Exercise brief:
It is required that all of the data be written out exactly.

Data to use:
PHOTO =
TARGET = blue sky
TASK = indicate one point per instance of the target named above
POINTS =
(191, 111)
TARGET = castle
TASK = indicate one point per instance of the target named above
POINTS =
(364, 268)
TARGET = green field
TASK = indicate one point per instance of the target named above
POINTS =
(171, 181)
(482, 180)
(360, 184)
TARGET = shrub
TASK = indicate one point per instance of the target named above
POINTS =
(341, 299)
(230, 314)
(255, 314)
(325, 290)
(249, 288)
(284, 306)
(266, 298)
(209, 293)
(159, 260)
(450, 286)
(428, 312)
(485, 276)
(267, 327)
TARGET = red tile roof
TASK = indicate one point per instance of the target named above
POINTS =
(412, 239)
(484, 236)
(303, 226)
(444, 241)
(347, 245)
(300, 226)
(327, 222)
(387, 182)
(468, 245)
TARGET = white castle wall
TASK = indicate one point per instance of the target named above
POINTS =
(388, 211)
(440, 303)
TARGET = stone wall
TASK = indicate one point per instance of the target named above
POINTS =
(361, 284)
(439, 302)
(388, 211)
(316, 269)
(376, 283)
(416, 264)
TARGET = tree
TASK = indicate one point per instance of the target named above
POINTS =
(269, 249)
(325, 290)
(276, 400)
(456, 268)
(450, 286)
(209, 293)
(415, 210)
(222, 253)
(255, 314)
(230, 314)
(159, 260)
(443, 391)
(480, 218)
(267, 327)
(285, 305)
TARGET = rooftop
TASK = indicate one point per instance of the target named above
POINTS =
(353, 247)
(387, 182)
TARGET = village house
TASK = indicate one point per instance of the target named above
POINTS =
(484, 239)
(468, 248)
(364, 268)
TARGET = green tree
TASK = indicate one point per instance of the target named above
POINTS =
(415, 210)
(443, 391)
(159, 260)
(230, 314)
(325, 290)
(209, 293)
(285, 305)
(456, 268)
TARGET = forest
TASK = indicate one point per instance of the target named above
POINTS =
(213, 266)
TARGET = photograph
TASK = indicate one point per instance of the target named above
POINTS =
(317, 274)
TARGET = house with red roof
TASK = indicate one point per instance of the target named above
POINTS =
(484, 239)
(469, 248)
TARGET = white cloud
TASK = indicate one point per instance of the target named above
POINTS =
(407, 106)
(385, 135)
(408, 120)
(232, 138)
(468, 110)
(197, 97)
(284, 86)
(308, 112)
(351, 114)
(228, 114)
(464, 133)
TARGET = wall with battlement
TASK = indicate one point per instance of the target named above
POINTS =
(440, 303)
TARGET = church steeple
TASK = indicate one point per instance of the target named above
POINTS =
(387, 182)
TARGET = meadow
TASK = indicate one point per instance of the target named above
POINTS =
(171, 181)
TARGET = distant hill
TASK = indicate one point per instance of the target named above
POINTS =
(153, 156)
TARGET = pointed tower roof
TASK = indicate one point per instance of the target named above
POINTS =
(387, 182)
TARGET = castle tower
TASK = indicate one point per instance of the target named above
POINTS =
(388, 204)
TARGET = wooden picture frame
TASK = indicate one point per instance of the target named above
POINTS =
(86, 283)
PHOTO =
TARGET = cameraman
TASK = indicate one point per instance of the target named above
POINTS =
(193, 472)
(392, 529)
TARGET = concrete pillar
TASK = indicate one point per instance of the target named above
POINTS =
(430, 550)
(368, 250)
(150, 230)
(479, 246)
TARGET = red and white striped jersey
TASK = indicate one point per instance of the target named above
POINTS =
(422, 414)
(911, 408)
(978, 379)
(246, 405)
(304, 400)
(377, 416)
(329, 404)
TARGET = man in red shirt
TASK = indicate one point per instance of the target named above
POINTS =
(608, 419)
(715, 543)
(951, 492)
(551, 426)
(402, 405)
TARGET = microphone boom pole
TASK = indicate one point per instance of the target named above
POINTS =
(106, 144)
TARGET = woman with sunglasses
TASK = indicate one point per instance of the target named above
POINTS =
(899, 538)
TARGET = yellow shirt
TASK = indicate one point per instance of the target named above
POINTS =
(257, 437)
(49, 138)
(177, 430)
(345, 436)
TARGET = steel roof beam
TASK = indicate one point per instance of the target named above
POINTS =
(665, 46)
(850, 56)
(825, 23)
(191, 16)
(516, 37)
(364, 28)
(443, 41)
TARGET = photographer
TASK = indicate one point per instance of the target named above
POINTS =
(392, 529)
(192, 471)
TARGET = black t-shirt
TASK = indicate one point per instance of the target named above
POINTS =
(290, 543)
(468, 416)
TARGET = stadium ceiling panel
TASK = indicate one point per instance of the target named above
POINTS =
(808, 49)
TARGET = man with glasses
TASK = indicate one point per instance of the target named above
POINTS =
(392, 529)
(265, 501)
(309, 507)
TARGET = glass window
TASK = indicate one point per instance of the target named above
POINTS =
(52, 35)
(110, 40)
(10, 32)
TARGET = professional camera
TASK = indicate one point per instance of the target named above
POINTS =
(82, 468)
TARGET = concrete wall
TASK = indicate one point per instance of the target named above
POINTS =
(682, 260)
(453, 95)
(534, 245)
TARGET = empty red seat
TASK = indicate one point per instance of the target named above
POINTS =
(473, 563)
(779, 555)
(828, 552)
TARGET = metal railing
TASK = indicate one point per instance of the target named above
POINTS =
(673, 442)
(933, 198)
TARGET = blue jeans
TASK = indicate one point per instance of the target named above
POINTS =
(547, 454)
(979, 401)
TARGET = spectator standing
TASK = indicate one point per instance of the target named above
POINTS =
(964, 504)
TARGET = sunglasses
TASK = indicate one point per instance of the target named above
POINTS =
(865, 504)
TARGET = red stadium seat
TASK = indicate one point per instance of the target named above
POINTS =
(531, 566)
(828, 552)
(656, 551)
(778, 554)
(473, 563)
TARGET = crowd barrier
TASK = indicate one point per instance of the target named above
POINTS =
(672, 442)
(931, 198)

Exercise solution:
PHOTO =
TARGET = blue sky
TASK = indicate one point per instance of the target named above
POINTS =
(191, 111)
TARGET = castle
TASK = indicate one point per instance of the target named above
POINTS =
(364, 268)
TARGET = green field
TASK = indicate one point per instance of the target named above
POINTS =
(171, 181)
(482, 180)
(360, 184)
TARGET = shrub
TASK = indicate one point per instance of the target named above
POINTS =
(341, 299)
(230, 314)
(255, 314)
(325, 290)
(249, 288)
(284, 306)
(266, 298)
(209, 293)
(159, 260)
(450, 286)
(428, 312)
(485, 276)
(267, 327)
TARGET = red tile roof
TASK = indicate one point per instance of the target named above
POINTS =
(412, 239)
(484, 236)
(303, 226)
(444, 241)
(347, 245)
(300, 226)
(327, 222)
(387, 182)
(468, 245)
TARGET = white castle wall
TASK = indicate one point per instance of the target named above
POINTS =
(388, 211)
(440, 303)
TARGET = stone wall
TASK = indicate one point per instance of the target named above
POINTS =
(361, 284)
(439, 302)
(388, 211)
(316, 269)
(376, 283)
(416, 264)
TARGET = tree
TASK = indicate one point per instance of the target named above
POINTS =
(269, 249)
(325, 290)
(276, 400)
(456, 268)
(450, 286)
(209, 293)
(415, 210)
(222, 253)
(255, 314)
(230, 314)
(159, 260)
(443, 391)
(480, 218)
(267, 327)
(285, 305)
TARGET = rooftop
TASK = indicate one point per instance of the target named above
POINTS =
(353, 247)
(387, 182)
TARGET = village house
TASK = indicate one point per instance of the target named above
POINTS =
(484, 239)
(468, 248)
(364, 268)
TARGET = green tree
TASK = indicate one point per instance of the target named above
POINTS =
(415, 210)
(443, 391)
(159, 260)
(230, 314)
(325, 290)
(209, 293)
(285, 305)
(456, 268)
TARGET = forest
TASK = indicate one point per instance of the target named above
POINTS =
(213, 266)
TARGET = photograph
TASK = indicate one point per instance of the target named above
POINTS =
(317, 274)
TARGET = house with red roof
TASK = indicate one point per instance of the target named above
POINTS =
(484, 239)
(469, 248)
TARGET = white cloud
TASK = indicate one point per instance of the target named above
POINTS =
(407, 106)
(385, 135)
(408, 120)
(232, 138)
(468, 110)
(197, 97)
(284, 86)
(308, 112)
(351, 114)
(228, 114)
(464, 133)
TARGET = wall with battlement
TASK = indicate one point per instance of the target named above
POINTS =
(440, 303)
TARGET = church steeple
TASK = indicate one point per instance of the target named above
POINTS =
(387, 182)
TARGET = meadow
TASK = indicate one point per instance of the target named above
POINTS =
(171, 181)
TARGET = distant hill
TASK = indicate one point per instance of the target named above
POINTS =
(153, 156)
TARGET = pointed tower roof
TASK = indicate one point per instance of the target named above
POINTS =
(387, 182)
TARGET = castle tower
TASK = indicate one point per instance of the target named above
POINTS =
(388, 204)
TARGET = wooden picture frame
TASK = indicate one point per instance of the target named above
POINTS =
(86, 283)
PHOTO =
TARGET = cameraman
TASK = indicate one point per instance of the target named above
POINTS =
(193, 472)
(392, 529)
TARGET = concrete pillar
TASK = indicate one point per instance of the target named above
POINTS =
(430, 550)
(368, 250)
(150, 230)
(479, 246)
TARGET = red and white striped jersey
TASK = indicate one point per instance of the target named above
POINTS =
(422, 414)
(911, 408)
(978, 379)
(246, 405)
(304, 400)
(377, 416)
(329, 404)
TARGET = man in red shirt
TASK = indicate one point per instance of the target named above
POINTS =
(608, 419)
(715, 543)
(951, 492)
(551, 426)
(402, 405)
TARGET = microphone boom pole
TASK = indicate one point per instance of the target named above
POINTS =
(106, 144)
TARGET = woman with sunglasses
TASK = indicate one point per instance of the target named above
POINTS =
(899, 538)
TARGET = yellow shirt
TASK = indicate one point per instance of the target named above
POINTS =
(257, 437)
(49, 138)
(177, 430)
(345, 436)
TARGET = steel roof beam
TASK = indicate one point per instance of the target named above
POINTS =
(665, 46)
(850, 56)
(825, 23)
(191, 16)
(516, 37)
(364, 28)
(443, 41)
TARGET = photographer
TASK = indicate one point per instance of the target named above
POINTS =
(392, 529)
(192, 471)
TARGET = black t-shirt
TASK = indicate one point per instance of the target named above
POINTS =
(290, 543)
(468, 416)
TARGET = stadium ceiling panel
TASK = indicate one point per instance of the target named above
POINTS =
(808, 49)
TARGET = man with glasses
TASK = indicate one point per instance of the target named above
POINTS =
(392, 529)
(265, 501)
(309, 507)
TARGET = glass window
TASK = indicate one point per instance of the target named above
POINTS =
(52, 35)
(110, 40)
(10, 32)
TARGET = professional camera
TASK = indicate one point per instance of the target named above
POINTS =
(82, 468)
TARGET = concrete wall
TASK = indicate one point per instance of the target named above
POINTS =
(682, 260)
(453, 95)
(534, 245)
TARGET = empty red seat
TASK = indicate one point per instance of the target named above
POINTS =
(473, 563)
(779, 555)
(828, 552)
TARGET = metal railing
TASK = indicate one point per instance of the target named above
POINTS =
(673, 442)
(933, 198)
TARGET = blue jeans
TASK = indicate one point per instance of the target named above
POINTS =
(547, 454)
(979, 401)
TARGET = spectator standing
TASK = indicate one point per instance of the target named above
POINTS =
(964, 504)
TARGET = sunglasses
TASK = indicate one point per instance of the target named above
POINTS =
(865, 504)
TARGET = red stadium seat
TASK = indicate one point per instance of the target named above
POINTS =
(531, 566)
(828, 552)
(656, 551)
(778, 554)
(473, 563)
TARGET = crowd barrier
TASK = indicate one point per instance of the target named above
POINTS =
(672, 442)
(931, 198)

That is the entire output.